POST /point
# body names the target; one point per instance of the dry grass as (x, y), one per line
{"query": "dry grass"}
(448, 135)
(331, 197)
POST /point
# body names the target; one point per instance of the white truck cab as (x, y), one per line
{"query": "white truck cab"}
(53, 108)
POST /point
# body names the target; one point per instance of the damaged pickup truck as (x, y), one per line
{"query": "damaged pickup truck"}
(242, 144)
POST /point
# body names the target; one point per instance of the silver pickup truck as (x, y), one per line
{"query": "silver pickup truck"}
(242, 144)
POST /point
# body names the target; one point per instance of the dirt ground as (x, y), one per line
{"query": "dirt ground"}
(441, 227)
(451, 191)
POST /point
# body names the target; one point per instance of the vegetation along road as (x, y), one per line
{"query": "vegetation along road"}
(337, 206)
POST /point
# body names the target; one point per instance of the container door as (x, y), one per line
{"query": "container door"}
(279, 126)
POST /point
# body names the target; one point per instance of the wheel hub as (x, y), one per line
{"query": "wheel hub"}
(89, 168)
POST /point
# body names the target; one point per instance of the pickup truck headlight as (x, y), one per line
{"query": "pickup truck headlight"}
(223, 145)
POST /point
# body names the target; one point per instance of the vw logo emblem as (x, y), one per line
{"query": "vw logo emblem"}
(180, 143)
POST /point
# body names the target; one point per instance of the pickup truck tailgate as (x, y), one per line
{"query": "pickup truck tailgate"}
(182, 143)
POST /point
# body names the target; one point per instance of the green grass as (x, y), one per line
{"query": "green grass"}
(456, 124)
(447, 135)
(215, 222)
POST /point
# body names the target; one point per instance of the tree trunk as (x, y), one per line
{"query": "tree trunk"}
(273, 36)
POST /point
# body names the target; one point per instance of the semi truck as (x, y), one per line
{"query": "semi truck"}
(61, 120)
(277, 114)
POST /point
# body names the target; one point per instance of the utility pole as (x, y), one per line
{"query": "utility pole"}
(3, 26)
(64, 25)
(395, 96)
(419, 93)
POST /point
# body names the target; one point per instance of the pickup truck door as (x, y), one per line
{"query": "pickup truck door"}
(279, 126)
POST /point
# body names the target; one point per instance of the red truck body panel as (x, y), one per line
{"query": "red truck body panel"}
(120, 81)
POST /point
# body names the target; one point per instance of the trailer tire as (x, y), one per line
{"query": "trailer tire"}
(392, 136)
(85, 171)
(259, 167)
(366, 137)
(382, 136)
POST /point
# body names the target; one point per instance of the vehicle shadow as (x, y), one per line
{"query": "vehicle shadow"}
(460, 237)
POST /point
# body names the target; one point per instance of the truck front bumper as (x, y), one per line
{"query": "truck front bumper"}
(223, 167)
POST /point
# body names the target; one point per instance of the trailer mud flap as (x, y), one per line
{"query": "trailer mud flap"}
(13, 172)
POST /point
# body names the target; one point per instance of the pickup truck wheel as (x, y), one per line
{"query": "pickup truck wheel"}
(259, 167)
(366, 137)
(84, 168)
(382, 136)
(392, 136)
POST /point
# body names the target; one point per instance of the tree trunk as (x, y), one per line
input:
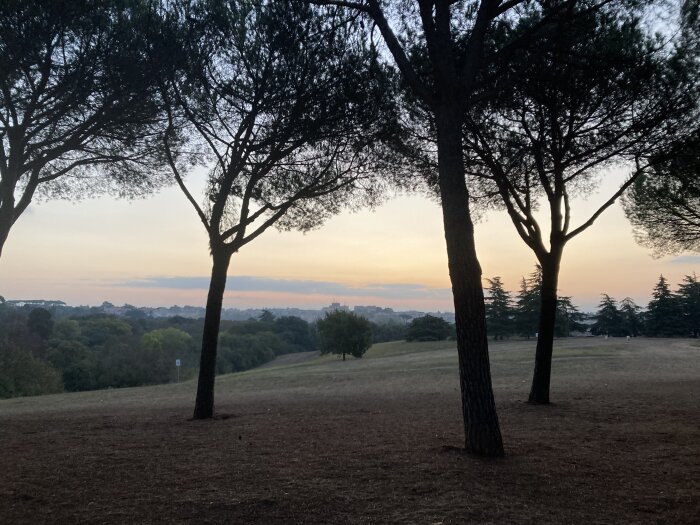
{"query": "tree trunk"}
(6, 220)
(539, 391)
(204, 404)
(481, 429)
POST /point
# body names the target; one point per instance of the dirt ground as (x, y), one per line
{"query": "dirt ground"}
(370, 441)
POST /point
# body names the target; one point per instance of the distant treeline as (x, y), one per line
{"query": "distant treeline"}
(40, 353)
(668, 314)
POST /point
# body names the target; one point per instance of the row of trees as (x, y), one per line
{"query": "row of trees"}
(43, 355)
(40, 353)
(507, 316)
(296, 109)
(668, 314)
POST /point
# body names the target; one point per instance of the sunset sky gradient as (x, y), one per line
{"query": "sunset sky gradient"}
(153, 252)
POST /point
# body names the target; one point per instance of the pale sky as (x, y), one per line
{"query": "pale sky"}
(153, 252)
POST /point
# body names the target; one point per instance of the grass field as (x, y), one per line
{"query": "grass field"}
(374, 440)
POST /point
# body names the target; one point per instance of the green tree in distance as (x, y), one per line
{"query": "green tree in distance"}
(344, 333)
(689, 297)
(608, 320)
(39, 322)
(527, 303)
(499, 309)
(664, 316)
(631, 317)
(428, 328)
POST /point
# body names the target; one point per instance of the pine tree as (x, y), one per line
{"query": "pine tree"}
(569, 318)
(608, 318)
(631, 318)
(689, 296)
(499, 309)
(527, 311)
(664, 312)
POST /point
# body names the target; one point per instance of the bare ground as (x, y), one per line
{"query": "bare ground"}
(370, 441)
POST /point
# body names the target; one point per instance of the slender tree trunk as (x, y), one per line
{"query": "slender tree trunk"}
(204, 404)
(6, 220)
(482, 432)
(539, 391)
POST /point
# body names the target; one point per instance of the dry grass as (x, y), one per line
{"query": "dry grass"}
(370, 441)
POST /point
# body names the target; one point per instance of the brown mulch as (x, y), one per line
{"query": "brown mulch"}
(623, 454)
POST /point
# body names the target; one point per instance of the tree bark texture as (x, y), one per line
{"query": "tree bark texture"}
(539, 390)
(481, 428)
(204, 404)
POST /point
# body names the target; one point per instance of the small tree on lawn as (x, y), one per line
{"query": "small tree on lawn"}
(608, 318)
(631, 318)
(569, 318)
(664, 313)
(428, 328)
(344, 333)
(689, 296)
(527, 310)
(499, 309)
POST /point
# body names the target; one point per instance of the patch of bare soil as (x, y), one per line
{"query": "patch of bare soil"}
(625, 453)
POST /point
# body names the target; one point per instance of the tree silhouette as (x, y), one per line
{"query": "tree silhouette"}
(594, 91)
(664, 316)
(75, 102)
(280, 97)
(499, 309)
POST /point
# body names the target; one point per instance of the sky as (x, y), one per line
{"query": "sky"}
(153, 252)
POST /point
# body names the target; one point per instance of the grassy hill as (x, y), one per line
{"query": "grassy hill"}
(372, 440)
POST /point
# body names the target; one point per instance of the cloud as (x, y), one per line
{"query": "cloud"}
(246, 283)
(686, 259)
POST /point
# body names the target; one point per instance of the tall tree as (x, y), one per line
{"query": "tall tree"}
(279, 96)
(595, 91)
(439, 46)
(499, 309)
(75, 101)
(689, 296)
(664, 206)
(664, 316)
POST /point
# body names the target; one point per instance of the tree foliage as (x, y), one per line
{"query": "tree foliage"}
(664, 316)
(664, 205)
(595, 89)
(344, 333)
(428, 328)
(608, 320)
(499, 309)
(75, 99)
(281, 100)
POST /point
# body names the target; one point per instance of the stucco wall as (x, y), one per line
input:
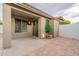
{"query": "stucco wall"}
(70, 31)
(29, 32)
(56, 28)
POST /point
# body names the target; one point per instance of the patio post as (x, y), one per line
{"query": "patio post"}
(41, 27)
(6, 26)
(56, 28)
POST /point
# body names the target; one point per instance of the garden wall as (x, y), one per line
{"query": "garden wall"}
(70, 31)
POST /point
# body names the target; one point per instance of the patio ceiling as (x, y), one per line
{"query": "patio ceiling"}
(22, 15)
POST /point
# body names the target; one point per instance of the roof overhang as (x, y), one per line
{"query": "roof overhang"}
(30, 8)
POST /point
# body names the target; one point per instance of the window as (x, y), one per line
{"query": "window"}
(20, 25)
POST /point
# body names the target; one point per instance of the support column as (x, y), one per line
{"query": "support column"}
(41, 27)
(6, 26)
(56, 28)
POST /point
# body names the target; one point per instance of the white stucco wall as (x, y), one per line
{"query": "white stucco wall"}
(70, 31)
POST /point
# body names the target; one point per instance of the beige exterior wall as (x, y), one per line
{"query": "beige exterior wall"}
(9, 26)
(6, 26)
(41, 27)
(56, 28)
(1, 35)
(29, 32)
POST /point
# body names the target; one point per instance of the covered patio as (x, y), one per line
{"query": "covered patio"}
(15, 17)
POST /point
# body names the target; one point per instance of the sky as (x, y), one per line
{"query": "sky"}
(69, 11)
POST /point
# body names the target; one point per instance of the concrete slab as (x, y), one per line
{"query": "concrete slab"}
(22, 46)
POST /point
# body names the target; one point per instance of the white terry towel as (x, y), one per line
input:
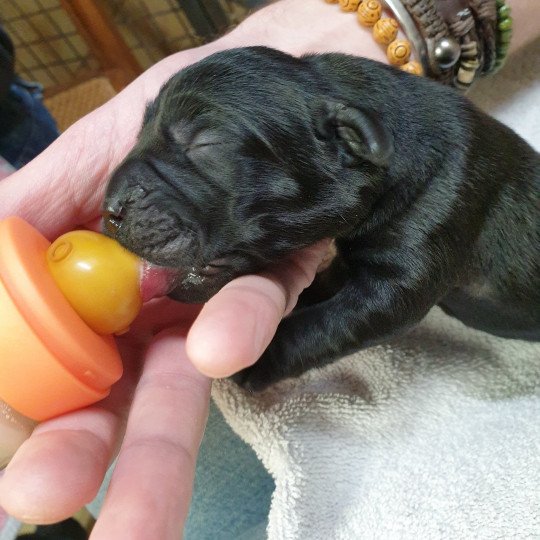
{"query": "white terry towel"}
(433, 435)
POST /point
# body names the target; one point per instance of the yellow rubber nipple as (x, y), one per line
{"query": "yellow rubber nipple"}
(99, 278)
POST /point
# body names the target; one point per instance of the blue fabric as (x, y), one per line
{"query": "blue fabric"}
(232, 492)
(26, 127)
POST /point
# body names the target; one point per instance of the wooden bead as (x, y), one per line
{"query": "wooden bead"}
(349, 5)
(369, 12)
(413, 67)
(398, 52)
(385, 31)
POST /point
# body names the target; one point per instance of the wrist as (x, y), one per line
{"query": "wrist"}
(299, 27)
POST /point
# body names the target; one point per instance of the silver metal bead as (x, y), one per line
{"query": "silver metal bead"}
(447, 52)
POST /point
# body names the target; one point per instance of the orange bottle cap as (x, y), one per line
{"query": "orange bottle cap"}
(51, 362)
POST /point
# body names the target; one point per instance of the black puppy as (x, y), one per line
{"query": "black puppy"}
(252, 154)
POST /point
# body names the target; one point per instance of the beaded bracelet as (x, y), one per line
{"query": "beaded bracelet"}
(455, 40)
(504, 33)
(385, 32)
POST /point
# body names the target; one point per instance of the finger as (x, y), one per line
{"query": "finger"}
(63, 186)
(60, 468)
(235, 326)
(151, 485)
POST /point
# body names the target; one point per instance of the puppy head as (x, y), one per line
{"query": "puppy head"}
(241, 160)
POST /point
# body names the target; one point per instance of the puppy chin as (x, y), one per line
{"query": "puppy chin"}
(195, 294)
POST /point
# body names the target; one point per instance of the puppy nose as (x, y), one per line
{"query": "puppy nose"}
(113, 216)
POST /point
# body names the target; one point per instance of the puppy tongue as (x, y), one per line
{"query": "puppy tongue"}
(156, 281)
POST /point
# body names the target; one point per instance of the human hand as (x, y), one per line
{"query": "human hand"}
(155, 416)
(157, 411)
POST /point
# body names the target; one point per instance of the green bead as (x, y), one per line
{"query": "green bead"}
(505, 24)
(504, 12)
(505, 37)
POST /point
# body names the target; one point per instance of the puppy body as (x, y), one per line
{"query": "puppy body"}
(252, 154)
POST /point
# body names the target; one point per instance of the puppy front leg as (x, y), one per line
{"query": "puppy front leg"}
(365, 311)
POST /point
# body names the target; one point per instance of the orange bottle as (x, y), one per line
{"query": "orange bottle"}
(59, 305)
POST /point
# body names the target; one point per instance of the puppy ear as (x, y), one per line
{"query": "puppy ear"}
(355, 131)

---

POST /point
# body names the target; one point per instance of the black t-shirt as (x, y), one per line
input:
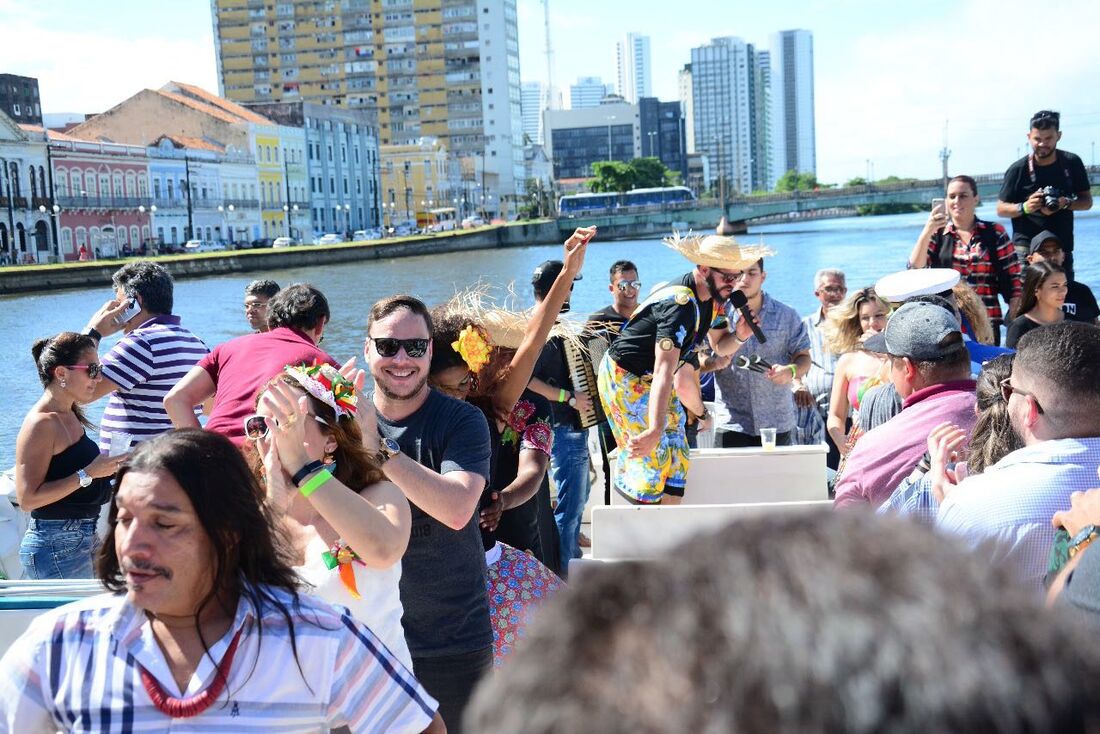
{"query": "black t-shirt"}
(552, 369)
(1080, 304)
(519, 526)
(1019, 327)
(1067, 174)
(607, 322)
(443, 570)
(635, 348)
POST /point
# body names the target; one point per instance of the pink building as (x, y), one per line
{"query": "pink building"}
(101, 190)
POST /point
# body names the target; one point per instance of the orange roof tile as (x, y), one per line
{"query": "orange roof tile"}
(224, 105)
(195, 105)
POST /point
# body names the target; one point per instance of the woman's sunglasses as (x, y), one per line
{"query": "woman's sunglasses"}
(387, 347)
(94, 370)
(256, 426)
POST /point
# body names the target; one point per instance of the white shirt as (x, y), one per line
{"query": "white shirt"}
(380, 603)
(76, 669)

--

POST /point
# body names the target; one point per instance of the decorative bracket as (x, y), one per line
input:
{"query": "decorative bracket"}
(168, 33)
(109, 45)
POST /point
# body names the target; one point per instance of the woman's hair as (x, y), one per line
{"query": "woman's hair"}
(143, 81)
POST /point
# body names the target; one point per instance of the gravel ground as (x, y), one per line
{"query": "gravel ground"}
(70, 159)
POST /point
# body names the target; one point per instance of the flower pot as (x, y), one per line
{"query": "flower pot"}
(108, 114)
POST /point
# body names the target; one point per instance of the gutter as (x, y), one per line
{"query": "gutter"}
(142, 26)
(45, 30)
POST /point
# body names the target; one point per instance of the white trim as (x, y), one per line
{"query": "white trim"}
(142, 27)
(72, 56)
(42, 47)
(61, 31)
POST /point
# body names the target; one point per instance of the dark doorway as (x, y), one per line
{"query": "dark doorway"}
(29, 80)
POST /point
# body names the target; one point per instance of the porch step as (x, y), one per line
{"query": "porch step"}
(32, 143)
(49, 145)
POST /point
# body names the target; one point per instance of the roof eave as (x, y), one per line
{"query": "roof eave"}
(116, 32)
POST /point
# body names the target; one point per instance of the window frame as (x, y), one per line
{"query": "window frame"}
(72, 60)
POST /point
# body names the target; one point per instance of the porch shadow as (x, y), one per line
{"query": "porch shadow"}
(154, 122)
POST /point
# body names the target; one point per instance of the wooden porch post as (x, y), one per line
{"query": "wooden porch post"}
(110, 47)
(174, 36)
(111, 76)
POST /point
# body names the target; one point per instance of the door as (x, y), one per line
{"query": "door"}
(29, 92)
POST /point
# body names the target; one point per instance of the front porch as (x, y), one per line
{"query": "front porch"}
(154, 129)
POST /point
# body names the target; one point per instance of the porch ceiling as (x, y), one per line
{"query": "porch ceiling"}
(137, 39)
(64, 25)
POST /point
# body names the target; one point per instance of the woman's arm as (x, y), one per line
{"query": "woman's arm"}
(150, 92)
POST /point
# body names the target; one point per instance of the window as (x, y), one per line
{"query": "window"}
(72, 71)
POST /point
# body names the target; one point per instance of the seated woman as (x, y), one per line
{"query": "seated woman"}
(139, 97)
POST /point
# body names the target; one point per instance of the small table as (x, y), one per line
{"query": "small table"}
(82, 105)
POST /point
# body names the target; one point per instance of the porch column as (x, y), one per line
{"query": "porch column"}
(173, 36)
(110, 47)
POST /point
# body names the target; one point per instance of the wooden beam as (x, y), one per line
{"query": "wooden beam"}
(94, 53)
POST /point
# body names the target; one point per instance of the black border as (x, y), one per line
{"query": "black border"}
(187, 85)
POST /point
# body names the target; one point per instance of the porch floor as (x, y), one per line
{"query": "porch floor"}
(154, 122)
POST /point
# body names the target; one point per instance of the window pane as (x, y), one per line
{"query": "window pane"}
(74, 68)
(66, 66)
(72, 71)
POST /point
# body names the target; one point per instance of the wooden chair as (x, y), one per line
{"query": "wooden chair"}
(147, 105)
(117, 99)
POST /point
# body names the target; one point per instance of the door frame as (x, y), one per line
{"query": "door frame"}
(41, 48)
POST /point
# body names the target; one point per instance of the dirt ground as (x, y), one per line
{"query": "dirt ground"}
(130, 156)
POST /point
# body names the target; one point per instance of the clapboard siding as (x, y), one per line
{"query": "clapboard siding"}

▸ **Exercise aim**
List each line from the material above that contains the string "distant".

▸ **Result for this exercise**
# body names the target; one point per instance of the distant treeline as (x, y), one per line
{"query": "distant treeline"}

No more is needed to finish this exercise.